--- Start SUPPLIED PASSAGE ---

Self-loathing is rampant in gay communities and especially, it seemed to me, in
the churchy ones.
My
eyes would roll all the way around the back of my head every time a queer black
person would quote a bible verse or thank Jesus for their ‘blessings.’ Some
variation on, “That book is not serving you, honey. Pick another,” was always
cued and ready to go… but I wouldn’t say a word. Of course, it would have been foolish
to think someone would choose my idea of free-thinking over their God. I am
just another man, raised under different circumstances with different ideas
about where we all go at The End. I may not have been speaking my mind, but I
certainly had my opinions about people whose views were dictated by what they’d
managed to pick up from the pulpit.
Every
time someone responded to a discussion topic with a bible quote or mentioned
wanting to shut down a Planned Parenthood or praying the gay away or loving
the sinner, not the sin, I would just see brainwashed sheep… inane,
illogical, obstinate sheep. If your God told you that you had the power to make
decisions for someone else’s life, what’s to stop me from making up my own god
to grant me the power to tell you to fuck off? I’ll write a book of fables too,
if that’s all it takes.
I’ve
never called myself an atheist. My issues are with the church and oppressive
interpretations of the bible, not with anyone claiming a higher power. I’m personally
more comfortable with the term agnostic, because although I don’t believe in
any ‘man upstairs,’ I’ve always considered my belief system, my code of ethics
to be grounded in spirituality and love. I believe what most call God is simply
our universal instinct to love and be empathetic. But the Holy Bible? The Virgin
Mary? Leviticus? Child, please.
I
knew too much. I was too smart. One couldn’t possibly understand the historical
context of African slaves being “given Christianity” in exchange for their
freedom, in exchange for their very lives, and actually believe they—WE hadn’t been hoodwinked.
Karl
Marx said, “Religion is the sigh of the oppressed creature, the heart of a
heartless world, and the soul of soulless conditions. It is the opium of the
people.”
In
other words, they told you that you were born LESS THAN, degraded you, demoralized
you, dehumanized you, and then they gave
you Jesus and a book of rules to keep you in line, to keep you from uprising
and taking back your dignity and your humanity… and you bought that shit? They
didn’t even bother championing a character that at the very least LOOKED LIKE
YOU to feed you the lies. In every painting and stained glass window, Jesus is
depicted with long, flowing, flaxen hair and pale skin, despite textual
references to him having “hair like lamb’s wool” and skin of “bronze.” Most
black girls in pop music today are breaking their backs to look more like that
version of Jesus than anybody born to African ancestors… but I digress. This
isn’t about Beyonce or Nicki Minaj. This is about my mounting list of
grievances with religion and my constant struggle to keep my mouth shut so as
not to piss anybody off. Yes, I know… too late. (I bet most of you are more
pissed that I called out 'Beysus' and her blond hair extensions.)

--- End SUPPLIED PASSAGE ---

■ STATED TASK A ■
Please rewrite the stored records from the line containing "Could you please point out the textured" through the end of the stored records, swapping "thin twig" for "slender twig" and leaving everything else the same.

--- Start RECORD SET ---

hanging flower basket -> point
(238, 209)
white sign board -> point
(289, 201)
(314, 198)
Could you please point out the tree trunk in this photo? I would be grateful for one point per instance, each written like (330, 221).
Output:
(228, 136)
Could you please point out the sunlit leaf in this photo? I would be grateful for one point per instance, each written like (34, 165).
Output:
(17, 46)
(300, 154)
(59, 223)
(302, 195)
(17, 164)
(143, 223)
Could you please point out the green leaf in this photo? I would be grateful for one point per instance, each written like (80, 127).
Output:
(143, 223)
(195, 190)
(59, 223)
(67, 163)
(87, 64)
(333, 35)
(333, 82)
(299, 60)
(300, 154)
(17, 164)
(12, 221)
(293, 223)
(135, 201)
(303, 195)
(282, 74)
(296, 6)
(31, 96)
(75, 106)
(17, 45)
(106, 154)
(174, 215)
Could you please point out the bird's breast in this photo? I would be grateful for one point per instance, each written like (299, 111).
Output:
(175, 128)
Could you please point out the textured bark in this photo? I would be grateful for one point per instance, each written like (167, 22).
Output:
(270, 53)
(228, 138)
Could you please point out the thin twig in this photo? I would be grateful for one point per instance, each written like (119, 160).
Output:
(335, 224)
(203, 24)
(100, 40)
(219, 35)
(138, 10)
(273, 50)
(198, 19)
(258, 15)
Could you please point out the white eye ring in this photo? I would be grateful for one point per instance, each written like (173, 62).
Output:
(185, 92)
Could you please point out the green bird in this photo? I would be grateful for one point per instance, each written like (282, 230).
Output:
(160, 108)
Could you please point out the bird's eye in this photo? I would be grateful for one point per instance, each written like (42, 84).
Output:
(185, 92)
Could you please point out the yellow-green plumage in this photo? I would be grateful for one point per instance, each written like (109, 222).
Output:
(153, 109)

--- End RECORD SET ---

■ STATED TASK B ■
Copy the passage of the essay on religion from "Self-loathing is rampant" to "from the pulpit." word for word.

■ TASK RESULT A ■
Could you please point out the textured bark in this photo? I would be grateful for one point per instance, each written like (167, 22).
Output:
(270, 53)
(228, 138)
Could you please point out the slender twig in this photo? I would be grateful for one point per instance, each written like (119, 160).
Output:
(335, 224)
(203, 24)
(100, 40)
(219, 35)
(138, 10)
(273, 50)
(198, 19)
(258, 15)
Could you please point out the white eye ring in this photo? I would be grateful for one point per instance, each written like (173, 62).
Output:
(185, 92)
Could you please point out the green bird in this photo? I would be grateful for one point per instance, each written like (282, 230).
Output:
(160, 108)
Could you please point out the bird's eye in this photo? I would be grateful for one point per instance, each written like (42, 84).
Output:
(185, 92)
Could you please point out the yellow-green plumage in this photo? I would be grateful for one point per instance, each written like (109, 222).
Output:
(153, 109)

■ TASK RESULT B ■
Self-loathing is rampant in gay communities and especially, it seemed to me, in
the churchy ones.
My
eyes would roll all the way around the back of my head every time a queer black
person would quote a bible verse or thank Jesus for their ‘blessings.’ Some
variation on, “That book is not serving you, honey. Pick another,” was always
cued and ready to go… but I wouldn’t say a word. Of course, it would have been foolish
to think someone would choose my idea of free-thinking over their God. I am
just another man, raised under different circumstances with different ideas
about where we all go at The End. I may not have been speaking my mind, but I
certainly had my opinions about people whose views were dictated by what they’d
managed to pick up from the pulpit.